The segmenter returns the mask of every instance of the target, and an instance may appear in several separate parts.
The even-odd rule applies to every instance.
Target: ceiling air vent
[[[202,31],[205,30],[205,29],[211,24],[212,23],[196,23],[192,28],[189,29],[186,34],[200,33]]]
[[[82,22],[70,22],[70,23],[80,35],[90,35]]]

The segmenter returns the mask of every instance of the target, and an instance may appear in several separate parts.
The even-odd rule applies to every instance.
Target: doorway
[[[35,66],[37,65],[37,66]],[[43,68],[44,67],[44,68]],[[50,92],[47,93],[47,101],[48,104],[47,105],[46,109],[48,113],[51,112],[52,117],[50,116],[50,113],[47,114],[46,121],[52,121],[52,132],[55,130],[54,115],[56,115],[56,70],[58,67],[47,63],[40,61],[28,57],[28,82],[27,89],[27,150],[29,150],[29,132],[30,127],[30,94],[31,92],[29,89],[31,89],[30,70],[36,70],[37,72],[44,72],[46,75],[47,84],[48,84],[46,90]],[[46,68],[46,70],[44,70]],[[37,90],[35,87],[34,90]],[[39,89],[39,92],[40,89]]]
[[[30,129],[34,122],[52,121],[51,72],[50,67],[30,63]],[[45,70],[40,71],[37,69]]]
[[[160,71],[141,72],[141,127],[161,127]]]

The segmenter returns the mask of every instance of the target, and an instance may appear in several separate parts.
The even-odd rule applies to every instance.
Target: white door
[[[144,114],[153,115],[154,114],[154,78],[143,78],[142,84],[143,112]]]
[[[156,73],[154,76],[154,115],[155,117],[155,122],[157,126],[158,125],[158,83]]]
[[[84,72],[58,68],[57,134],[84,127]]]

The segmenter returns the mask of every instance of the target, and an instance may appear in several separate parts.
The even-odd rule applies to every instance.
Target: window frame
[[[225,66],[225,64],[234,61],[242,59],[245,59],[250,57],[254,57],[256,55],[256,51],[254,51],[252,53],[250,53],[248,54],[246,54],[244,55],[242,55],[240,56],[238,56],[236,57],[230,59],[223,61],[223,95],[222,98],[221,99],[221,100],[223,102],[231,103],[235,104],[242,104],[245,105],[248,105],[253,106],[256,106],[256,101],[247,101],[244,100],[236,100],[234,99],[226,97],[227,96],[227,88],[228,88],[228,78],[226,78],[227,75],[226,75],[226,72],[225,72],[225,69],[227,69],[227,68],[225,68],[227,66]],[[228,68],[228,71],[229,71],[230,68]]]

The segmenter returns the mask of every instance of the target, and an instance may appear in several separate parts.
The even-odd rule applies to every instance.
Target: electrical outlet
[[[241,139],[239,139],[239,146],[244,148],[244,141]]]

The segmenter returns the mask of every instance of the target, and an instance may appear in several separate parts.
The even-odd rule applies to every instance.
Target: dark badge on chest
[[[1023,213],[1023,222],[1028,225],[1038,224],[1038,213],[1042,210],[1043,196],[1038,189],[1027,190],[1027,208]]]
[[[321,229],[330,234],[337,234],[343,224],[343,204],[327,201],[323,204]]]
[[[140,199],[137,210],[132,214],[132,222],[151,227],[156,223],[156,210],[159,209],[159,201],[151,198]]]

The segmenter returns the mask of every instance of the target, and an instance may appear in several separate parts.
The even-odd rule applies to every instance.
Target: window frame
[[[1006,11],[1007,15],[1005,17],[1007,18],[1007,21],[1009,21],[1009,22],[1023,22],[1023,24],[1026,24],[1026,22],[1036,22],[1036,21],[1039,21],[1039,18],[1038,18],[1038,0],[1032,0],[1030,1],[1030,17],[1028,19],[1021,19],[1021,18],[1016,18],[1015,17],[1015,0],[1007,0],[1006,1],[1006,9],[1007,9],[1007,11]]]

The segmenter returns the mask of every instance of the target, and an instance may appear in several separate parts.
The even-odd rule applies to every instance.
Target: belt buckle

What you should do. Convert the records above into a JSON list of strings with one string per line, leaving out the blank lines.

Result of the task.
[
  "The segmenter returns the mask of every instance of the target, and an instance may appear in several separate parts.",
  "The even-odd rule applies to every instance.",
  "Target: ceiling air vent",
  "[[[202,31],[205,30],[205,29],[211,24],[212,23],[196,23],[192,28],[189,29],[186,34],[200,33]]]",
  "[[[82,22],[70,22],[70,23],[80,35],[90,35]]]",
  "The segmenter returns the mask of every instance of the target, and an instance may appear in several separate parts.",
  "The even-odd rule applies to every instance.",
  "Target: doorway",
  "[[[35,66],[37,65],[37,66]],[[43,68],[44,67],[44,68]],[[50,92],[47,93],[47,101],[48,104],[47,105],[46,109],[48,113],[51,112],[52,117],[50,116],[50,113],[47,114],[46,121],[52,121],[52,132],[55,130],[54,115],[56,115],[56,70],[58,67],[47,63],[40,61],[28,57],[28,82],[27,89],[27,150],[29,150],[29,132],[30,127],[30,94],[31,92],[29,89],[31,89],[30,70],[36,70],[37,72],[44,72],[46,75],[47,84],[48,84],[46,90]],[[46,68],[46,70],[44,70]],[[37,90],[35,87],[34,90]],[[39,89],[39,92],[40,89]]]",
  "[[[30,129],[34,122],[52,121],[51,72],[50,67],[30,63]],[[45,70],[40,71],[37,69]]]",
  "[[[160,71],[141,72],[141,127],[161,127]]]",
  "The segmenter returns the mask of every instance of the target, and an instance may appear in several separate parts.",
  "The even-odd rule applies to every instance.",
  "Target: white door",
  "[[[144,114],[153,115],[154,114],[154,78],[143,78],[142,84],[143,112]]]",
  "[[[156,73],[154,76],[154,115],[155,117],[155,122],[157,126],[158,125],[158,83]]]",
  "[[[84,72],[58,68],[57,134],[84,127]]]",
  "The segmenter returns the mask of every instance of the target, and an instance may appear in several separate parts.",
  "The even-odd rule applies to every instance.",
  "Target: window frame",
  "[[[225,66],[225,64],[234,61],[242,59],[245,59],[250,57],[254,57],[256,55],[256,51],[254,51],[252,53],[250,53],[248,54],[246,54],[244,55],[242,55],[240,56],[238,56],[236,57],[230,59],[223,61],[223,95],[222,98],[221,99],[221,100],[223,102],[231,103],[235,104],[242,104],[245,105],[248,105],[253,106],[256,106],[256,101],[247,101],[244,100],[236,100],[234,99],[226,97],[227,96],[227,88],[228,88],[228,78],[226,78],[227,75],[226,75],[226,72],[225,72],[225,69],[227,69],[227,68],[225,68],[227,66]],[[228,68],[228,71],[229,71],[230,68]]]",
  "The segmenter returns the mask of every instance of the target, and an instance may appear in several separate parts.",
  "The even-odd rule applies to every instance.",
  "Target: electrical outlet",
  "[[[241,139],[239,139],[239,146],[244,148],[244,141]]]",
  "The segmenter returns the mask of every instance of the target, and an instance may appear in several separate parts.",
  "The even-odd rule applies to every instance.",
  "Target: dark badge on chest",
  "[[[1023,213],[1023,222],[1028,225],[1038,224],[1038,213],[1042,210],[1043,196],[1038,189],[1027,190],[1027,208]]]",
  "[[[321,229],[330,234],[337,234],[343,224],[343,204],[327,201],[323,204]]]",
  "[[[140,199],[137,210],[132,214],[132,222],[151,227],[156,223],[156,210],[159,209],[159,201],[151,198]]]",
  "The segmenter returns the mask of every instance of the target, and an instance may appear in several separate parts.",
  "The even-odd rule applies to every instance.",
  "Target: window frame",
  "[[[1006,11],[1007,15],[1005,17],[1007,18],[1007,21],[1009,21],[1009,22],[1023,22],[1023,24],[1026,24],[1026,22],[1036,22],[1036,21],[1039,21],[1039,18],[1038,18],[1038,0],[1032,0],[1030,1],[1030,17],[1028,19],[1021,19],[1021,18],[1016,18],[1015,17],[1015,0],[1007,0],[1006,1],[1006,9],[1007,9],[1007,11]]]",
  "The segmenter returns the mask of every instance of the target, and an instance may appear in several separate parts.",
  "The even-odd rule applies to every instance.",
  "Target: belt buckle"
]